- Description of the task -
Please update the data below so that every "place a pin" becomes "mark a point", with all other text left unchanged.

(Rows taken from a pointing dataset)
— START —
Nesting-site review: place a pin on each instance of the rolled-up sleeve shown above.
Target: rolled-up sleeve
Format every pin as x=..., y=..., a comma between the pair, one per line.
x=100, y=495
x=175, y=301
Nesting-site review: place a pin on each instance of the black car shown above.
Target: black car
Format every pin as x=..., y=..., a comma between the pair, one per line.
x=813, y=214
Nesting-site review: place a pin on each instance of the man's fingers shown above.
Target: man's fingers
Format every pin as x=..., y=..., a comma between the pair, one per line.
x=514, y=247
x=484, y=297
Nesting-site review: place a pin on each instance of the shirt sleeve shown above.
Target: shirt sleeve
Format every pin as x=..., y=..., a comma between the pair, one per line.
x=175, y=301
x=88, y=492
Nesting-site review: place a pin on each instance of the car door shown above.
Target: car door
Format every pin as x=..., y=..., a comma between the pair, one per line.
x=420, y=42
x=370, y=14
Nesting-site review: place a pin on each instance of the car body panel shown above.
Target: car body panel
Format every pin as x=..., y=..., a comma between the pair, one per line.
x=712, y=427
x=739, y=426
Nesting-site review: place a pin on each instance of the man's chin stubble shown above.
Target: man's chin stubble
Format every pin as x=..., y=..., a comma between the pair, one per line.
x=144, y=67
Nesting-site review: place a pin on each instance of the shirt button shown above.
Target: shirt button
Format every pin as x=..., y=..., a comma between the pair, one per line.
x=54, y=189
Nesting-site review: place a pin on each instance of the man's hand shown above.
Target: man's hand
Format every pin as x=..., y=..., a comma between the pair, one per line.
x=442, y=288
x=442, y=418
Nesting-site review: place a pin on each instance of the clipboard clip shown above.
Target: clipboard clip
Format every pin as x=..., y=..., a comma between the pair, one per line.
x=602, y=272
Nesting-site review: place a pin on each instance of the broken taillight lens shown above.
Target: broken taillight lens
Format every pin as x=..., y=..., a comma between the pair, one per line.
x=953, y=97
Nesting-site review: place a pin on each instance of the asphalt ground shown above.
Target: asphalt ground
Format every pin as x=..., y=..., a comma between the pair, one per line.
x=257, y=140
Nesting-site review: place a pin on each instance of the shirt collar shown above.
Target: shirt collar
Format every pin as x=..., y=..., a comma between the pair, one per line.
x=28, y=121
— END —
- Correct answer -
Nesting-site review: mark a point on each instance of the rolled-up sleeve shown above.
Target: rolled-up sleeve
Format every pin as x=..., y=..., a comma between the pair, one per line.
x=100, y=495
x=175, y=301
Nesting-site review: mark a point on each instance of the black car shown above.
Target: black car
Format every pin as x=..., y=..., a comma between the pair, one per line.
x=813, y=214
Nesting-site review: mark a point on each instance of the man's fingers shown above.
Target: man's fingers
Format every pin as x=..., y=..., a comma between the pair, one per line.
x=514, y=247
x=484, y=297
Nesting-site review: mark a point on each instance of the shirt sleeve shown above.
Target: shirt sleeve
Format every pin as x=..., y=..., a comma between the pair, one per line.
x=175, y=301
x=88, y=492
Nesting-site review: mark a point on each instance of the car door shown above.
Target: car door
Format every pin as x=..., y=..., a comma between the pair, one per line.
x=420, y=42
x=370, y=14
Nesting-site review: mark a point on each instance of the car body panel shown above.
Target: car body panel
Format every pin as x=..., y=..., a comma between the pair, one per line.
x=712, y=427
x=739, y=426
Nesting-site review: mark a point on each instance of the man's chin stubble shown above.
Target: man's chin stubble
Format every pin as x=..., y=..., a comma between the pair, one per line.
x=144, y=67
Nesting-site review: mark a point on each instance of the shirt button shown above.
Target: shirt button
Format every pin as x=..., y=..., a comma between the pair, one per line.
x=54, y=189
Nesting-site review: mark a point on each instance of the man's hand shown above.
Target: man's hand
Format every pin as x=..., y=..., a comma between the pair, one per line.
x=442, y=288
x=442, y=418
Nesting-site review: mark a point on each instance of the clipboard clip shown above.
Target: clipboard clip
Format every pin as x=..., y=..., a comma between the pair, one per line.
x=602, y=272
Nesting-site review: mark a point on each instance of the broken taillight lens shown above.
Target: broken taillight lens
Format every pin as x=..., y=..., a comma between the pair, one per line.
x=953, y=97
Nesting-site review: mark a point on each instance of the asphalt ground shown above.
Target: asphalt ground
Format every pin as x=..., y=..., a comma between the pair, one per line.
x=257, y=140
Nesting-site review: mark a point on each instance of the shirt collar shown above.
Target: shirt collar
Format every pin as x=..., y=..., a comma between the pair, one per line.
x=28, y=121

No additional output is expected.